--- SOURCE EXTRACT ---
The lawsuit further alleges that the law’s key terms, including “historical discrimination,” are unconstitutionally vague, and that its Equal Protection carveout for AI used to “increase diversity or redress historical discrimination” enforces a race-based double standard without compelling justification.
xAI also challenges the law’s extraterritorial reach, arguing that because CPAI applies any time a Colorado resident is affected by an AI system, regardless of where that interaction takes place, it unconstitutionally regulates transactions that are occurring entirely outside the state. The Constitution’s Dormant Commerce Clause prohibits states from regulating commerce that occurs outside their borders, and xAI argues Colorado violates this clause because CPAI effectively governs AI transactions happening outside the state merely by virtue of a Colorado resident being involved.
The CPAI law goes into effect on June 30. The law defines high-risk systems as any AI system that, “when deployed, makes, or is a substantial factor in making, a consequential decision.” Developers must make extensive public disclosures about how their systems are evaluated and what steps are taken to mitigate bias, and must notify the state attorney general within 90 days of discovering that a system has caused or is reasonably likely to have caused “algorithmic discrimination.” Violations are treated as unfair trade practices under Colorado’s Consumer Protection Act, carrying a civil penalty of $20,000 per violation, with the AG holding exclusive enforcement authority.
--- RECORDED INFORMATION ---
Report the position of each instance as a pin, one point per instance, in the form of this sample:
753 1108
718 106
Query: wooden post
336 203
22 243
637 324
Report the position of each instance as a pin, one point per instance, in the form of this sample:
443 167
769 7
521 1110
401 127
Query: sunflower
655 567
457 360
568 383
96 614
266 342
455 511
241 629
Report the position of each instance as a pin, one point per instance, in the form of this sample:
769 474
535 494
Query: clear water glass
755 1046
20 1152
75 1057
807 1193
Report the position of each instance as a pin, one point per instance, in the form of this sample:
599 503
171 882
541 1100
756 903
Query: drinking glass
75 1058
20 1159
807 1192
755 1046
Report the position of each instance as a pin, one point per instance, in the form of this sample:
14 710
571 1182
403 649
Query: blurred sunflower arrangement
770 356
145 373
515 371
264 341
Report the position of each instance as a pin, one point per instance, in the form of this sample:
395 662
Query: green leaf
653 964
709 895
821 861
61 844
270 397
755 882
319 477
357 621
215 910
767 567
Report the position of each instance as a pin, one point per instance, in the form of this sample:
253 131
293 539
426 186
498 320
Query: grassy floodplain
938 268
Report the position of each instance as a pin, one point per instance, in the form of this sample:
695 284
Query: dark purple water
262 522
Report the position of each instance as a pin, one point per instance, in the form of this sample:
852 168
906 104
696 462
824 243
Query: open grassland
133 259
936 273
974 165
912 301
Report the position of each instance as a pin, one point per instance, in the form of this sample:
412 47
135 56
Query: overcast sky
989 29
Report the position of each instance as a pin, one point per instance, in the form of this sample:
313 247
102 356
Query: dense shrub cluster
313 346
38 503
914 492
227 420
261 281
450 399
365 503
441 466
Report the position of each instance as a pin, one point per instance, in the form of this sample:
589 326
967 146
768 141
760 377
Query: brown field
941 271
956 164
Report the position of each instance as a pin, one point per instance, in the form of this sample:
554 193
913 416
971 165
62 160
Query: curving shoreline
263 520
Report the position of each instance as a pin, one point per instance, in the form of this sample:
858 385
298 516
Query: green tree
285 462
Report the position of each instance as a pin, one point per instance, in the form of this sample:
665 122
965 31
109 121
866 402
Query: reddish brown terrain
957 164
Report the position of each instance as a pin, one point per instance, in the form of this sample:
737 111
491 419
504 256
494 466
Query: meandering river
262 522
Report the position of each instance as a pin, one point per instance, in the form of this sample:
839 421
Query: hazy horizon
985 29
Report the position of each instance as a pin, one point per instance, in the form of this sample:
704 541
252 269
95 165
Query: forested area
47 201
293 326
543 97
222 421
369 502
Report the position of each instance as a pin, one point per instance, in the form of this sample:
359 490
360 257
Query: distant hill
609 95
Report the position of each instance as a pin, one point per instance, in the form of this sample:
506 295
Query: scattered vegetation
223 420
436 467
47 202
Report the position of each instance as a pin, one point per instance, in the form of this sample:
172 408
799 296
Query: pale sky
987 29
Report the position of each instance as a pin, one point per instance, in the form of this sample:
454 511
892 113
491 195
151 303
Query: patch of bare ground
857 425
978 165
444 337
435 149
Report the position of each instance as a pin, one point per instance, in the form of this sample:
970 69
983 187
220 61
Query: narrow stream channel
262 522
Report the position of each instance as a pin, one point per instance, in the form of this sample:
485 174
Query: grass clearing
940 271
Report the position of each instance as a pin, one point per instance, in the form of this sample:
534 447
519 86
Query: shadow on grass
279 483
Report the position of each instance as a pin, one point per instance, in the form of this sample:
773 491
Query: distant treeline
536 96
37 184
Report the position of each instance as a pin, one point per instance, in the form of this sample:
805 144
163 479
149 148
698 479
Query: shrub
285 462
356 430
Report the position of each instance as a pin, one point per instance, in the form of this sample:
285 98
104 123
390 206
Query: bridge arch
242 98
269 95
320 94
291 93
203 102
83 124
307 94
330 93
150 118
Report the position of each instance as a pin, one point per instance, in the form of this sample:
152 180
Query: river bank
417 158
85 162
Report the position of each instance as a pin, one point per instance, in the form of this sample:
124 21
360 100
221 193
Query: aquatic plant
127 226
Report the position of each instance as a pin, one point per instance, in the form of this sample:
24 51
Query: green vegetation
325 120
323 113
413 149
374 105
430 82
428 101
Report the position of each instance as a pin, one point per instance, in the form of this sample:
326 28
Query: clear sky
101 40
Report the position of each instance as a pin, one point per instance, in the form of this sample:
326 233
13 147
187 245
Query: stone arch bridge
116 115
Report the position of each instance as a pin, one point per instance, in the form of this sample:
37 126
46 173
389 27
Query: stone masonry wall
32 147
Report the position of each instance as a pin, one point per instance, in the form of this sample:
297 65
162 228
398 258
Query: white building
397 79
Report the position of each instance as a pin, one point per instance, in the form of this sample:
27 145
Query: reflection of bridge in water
---
_ASSIGNMENT A_
In the passage on xAI's lawsuit against Colorado's AI law, what civil penalty does a violation carry?
_ASSIGNMENT B_
Continue the passage on xAI's lawsuit against Colorado's AI law from where it stops.

_EXPECTED ANSWER A_
$20,000 per violation.

_EXPECTED ANSWER B_
The complaint emphasizes that AG Weiser himself has previously called the law “really problematic.” According to media reports, the Colorado AG’s Office has declined to comment on the lawsuit.
This marks the newest litigation in the emerging landscape of AI. In January, Google and Character.AI agreed to settle a lawsuit linked to a teenager’s 2024 suicide. Last September, Anthropic agreed to a $1.5 billion settlement involving a class-action lawsuit over pirated materials used to train its models.